::: Material to process :::

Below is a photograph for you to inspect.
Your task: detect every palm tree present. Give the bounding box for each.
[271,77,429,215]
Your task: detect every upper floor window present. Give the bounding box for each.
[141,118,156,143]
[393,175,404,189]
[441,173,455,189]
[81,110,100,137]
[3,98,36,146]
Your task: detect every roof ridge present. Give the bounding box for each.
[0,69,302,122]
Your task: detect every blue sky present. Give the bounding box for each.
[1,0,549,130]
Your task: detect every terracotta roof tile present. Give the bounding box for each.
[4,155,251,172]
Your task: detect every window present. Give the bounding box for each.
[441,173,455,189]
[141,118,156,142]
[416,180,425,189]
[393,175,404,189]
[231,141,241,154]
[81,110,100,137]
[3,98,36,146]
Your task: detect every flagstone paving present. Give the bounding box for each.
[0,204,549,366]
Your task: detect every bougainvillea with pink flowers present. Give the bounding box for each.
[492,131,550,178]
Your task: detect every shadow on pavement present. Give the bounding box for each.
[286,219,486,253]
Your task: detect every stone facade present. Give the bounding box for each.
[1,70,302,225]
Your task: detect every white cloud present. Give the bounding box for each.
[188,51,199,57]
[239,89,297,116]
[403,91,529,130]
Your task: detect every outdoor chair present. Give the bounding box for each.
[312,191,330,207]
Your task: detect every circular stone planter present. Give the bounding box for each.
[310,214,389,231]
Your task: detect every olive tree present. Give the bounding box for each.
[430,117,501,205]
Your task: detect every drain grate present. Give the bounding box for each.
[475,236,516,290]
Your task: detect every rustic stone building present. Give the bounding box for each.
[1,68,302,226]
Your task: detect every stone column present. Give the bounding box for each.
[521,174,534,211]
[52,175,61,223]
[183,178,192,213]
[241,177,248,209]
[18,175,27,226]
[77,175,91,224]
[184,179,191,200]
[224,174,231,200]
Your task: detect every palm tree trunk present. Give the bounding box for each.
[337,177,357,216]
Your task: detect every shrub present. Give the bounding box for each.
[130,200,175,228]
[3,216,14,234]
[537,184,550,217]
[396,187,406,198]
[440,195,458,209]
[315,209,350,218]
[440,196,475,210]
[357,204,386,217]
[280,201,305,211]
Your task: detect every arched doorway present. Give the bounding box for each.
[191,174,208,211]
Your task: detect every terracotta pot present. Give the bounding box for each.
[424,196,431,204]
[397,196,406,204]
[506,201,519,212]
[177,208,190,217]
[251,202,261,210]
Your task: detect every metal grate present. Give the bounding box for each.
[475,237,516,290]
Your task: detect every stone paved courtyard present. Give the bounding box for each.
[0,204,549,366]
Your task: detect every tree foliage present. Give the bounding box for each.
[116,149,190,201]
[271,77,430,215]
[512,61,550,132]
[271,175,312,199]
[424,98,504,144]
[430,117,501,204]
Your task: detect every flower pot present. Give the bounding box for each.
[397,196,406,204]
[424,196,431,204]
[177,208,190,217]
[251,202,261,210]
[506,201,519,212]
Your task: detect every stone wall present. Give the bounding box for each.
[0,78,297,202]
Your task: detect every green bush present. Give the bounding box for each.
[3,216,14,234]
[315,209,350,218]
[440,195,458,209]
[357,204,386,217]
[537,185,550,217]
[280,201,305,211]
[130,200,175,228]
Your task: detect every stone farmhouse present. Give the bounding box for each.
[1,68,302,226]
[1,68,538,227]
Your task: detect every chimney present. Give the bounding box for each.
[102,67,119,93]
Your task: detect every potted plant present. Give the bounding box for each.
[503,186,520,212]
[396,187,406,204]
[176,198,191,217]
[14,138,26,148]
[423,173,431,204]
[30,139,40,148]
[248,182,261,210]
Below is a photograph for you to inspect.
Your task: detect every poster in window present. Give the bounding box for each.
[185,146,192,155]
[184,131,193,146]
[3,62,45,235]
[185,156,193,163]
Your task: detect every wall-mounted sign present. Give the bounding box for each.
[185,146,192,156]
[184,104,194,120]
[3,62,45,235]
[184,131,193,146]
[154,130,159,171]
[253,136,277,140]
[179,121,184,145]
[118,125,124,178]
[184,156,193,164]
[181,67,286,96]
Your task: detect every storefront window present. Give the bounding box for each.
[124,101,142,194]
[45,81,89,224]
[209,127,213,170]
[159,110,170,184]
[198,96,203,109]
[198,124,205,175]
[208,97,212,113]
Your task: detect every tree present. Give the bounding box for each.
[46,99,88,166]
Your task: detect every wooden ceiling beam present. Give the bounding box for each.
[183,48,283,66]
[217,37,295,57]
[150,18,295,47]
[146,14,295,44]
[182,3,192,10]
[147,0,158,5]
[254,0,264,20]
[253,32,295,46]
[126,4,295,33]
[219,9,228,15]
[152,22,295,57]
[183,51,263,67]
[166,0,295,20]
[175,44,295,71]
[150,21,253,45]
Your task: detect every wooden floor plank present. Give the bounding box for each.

:::
::: Material to process :::

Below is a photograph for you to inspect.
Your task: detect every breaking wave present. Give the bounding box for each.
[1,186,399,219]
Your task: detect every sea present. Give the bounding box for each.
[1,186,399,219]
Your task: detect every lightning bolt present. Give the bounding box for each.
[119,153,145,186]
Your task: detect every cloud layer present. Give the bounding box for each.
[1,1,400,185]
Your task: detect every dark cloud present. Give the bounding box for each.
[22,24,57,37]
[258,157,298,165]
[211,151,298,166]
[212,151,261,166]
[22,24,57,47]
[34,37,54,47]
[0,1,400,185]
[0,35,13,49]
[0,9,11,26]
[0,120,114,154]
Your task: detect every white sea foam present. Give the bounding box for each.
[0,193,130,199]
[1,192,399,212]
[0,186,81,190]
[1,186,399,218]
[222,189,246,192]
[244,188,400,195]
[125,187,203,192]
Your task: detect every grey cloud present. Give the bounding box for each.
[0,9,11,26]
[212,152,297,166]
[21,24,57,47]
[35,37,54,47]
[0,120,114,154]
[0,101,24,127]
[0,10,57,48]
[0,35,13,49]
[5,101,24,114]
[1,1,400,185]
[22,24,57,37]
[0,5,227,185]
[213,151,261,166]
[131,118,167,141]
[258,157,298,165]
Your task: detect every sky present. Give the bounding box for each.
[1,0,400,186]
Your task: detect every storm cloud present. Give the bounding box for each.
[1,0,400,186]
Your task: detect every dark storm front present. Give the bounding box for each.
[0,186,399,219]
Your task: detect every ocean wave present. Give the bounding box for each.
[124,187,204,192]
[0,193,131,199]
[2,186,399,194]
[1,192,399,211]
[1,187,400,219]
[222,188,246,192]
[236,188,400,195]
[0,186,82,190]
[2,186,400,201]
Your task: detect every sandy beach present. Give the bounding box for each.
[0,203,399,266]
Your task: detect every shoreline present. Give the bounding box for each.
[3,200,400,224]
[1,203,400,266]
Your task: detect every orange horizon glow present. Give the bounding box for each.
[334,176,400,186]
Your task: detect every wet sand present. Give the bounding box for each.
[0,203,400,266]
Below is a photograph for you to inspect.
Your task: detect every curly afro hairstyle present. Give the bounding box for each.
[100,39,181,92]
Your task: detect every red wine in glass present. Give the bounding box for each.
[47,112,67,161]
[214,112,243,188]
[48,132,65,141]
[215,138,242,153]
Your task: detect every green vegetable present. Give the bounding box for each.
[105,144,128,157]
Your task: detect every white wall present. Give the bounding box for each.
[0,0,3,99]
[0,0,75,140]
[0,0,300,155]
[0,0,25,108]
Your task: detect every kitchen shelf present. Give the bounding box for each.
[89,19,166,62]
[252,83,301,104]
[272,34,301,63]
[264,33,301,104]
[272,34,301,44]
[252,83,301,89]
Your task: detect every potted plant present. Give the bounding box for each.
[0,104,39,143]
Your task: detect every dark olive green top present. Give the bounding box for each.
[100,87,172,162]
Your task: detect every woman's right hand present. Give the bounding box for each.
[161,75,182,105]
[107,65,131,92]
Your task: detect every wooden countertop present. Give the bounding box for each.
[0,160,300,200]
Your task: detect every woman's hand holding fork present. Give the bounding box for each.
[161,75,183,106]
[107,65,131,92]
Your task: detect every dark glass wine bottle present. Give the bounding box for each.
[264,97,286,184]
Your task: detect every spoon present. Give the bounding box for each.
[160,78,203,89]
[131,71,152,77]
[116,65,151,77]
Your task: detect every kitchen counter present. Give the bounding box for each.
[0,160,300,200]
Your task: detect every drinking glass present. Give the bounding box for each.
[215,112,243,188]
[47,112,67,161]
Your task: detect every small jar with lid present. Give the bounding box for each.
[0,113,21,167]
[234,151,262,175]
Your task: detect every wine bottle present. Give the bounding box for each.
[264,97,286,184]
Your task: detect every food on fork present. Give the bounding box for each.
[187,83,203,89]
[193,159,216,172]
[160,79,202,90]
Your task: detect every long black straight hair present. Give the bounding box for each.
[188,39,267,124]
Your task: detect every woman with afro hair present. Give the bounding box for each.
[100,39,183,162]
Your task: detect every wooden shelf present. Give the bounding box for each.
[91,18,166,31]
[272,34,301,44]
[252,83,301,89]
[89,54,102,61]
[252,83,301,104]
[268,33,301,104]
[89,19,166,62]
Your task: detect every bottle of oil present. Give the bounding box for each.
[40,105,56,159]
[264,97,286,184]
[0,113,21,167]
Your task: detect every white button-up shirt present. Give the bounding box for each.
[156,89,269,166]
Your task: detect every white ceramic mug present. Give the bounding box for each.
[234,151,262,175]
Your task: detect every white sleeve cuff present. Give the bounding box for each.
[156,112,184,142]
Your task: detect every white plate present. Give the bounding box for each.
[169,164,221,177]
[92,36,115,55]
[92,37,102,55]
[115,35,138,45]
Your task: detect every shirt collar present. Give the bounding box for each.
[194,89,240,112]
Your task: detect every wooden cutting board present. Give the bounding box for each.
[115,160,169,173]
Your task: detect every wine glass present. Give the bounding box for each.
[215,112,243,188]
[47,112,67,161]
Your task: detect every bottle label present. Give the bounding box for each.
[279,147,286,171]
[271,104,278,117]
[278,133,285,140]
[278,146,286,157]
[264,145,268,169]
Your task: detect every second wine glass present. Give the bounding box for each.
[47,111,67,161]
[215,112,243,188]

:::
::: Material to process :::

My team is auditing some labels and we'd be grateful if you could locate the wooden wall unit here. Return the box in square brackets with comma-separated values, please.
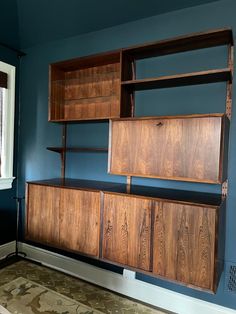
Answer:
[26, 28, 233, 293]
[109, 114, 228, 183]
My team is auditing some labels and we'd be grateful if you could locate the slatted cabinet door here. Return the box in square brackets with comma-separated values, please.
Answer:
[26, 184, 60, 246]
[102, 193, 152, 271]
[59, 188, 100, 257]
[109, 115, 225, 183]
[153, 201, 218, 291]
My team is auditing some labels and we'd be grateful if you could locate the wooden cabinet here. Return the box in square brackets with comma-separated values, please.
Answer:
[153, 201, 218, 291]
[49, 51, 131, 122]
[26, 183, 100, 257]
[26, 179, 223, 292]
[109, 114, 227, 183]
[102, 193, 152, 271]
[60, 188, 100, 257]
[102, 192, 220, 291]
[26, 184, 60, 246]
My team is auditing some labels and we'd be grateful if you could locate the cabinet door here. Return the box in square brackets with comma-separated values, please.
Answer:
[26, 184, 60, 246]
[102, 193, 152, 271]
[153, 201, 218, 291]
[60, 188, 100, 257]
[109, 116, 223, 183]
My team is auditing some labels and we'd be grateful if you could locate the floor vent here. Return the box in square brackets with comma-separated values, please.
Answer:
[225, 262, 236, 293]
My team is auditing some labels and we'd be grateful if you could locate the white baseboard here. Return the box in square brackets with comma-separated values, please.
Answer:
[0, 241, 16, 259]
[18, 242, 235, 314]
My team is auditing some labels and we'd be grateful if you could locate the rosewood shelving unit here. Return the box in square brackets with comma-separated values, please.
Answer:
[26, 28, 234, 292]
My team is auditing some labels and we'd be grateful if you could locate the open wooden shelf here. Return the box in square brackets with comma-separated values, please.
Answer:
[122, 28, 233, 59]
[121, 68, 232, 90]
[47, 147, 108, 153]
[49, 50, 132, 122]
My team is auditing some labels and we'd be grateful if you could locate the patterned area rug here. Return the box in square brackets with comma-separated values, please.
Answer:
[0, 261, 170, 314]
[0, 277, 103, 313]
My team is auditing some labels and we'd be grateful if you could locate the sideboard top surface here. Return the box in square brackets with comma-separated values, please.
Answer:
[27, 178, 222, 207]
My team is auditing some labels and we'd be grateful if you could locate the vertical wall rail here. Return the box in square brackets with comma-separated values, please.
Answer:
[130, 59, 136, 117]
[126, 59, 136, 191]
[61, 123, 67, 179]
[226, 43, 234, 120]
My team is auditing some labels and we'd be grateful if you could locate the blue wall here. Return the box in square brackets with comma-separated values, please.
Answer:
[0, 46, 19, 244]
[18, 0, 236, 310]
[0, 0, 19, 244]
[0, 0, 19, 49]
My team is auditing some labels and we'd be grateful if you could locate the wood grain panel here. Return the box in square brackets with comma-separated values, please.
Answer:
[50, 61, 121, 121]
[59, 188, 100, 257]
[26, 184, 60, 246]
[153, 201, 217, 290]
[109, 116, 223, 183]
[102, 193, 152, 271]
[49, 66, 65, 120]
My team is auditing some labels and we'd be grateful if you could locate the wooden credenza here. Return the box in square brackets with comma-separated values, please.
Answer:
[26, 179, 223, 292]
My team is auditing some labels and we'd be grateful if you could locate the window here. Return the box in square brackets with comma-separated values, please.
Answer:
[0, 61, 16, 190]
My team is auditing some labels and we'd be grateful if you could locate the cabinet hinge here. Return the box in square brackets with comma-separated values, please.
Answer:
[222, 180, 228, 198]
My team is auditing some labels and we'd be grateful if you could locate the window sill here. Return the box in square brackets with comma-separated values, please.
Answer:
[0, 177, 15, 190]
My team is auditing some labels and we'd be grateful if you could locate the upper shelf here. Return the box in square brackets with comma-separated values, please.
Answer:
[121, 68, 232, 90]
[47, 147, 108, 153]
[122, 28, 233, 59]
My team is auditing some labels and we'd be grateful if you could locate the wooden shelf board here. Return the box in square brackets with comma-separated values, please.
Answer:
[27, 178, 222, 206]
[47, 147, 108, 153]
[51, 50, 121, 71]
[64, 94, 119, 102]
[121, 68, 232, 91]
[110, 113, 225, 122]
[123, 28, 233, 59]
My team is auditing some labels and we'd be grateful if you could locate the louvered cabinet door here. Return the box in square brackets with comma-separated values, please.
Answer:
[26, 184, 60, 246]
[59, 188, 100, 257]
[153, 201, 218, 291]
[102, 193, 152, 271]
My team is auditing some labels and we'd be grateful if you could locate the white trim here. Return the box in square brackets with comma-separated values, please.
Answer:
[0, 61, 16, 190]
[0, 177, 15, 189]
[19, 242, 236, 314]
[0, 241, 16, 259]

:::

Exercise prompt → Which lines above include the word "unit"? Pick them out and copy them.

Result of the exercise →
My team is auditing some labels and we'd be grateful if you could locate the wooden wall unit here. Return the box in square brackets with comma-separated values, please.
My team is auditing some labels and we'd be grateful if you could locate the rosewood shelving unit here. Return the box in square brackets with comma-separated values, please.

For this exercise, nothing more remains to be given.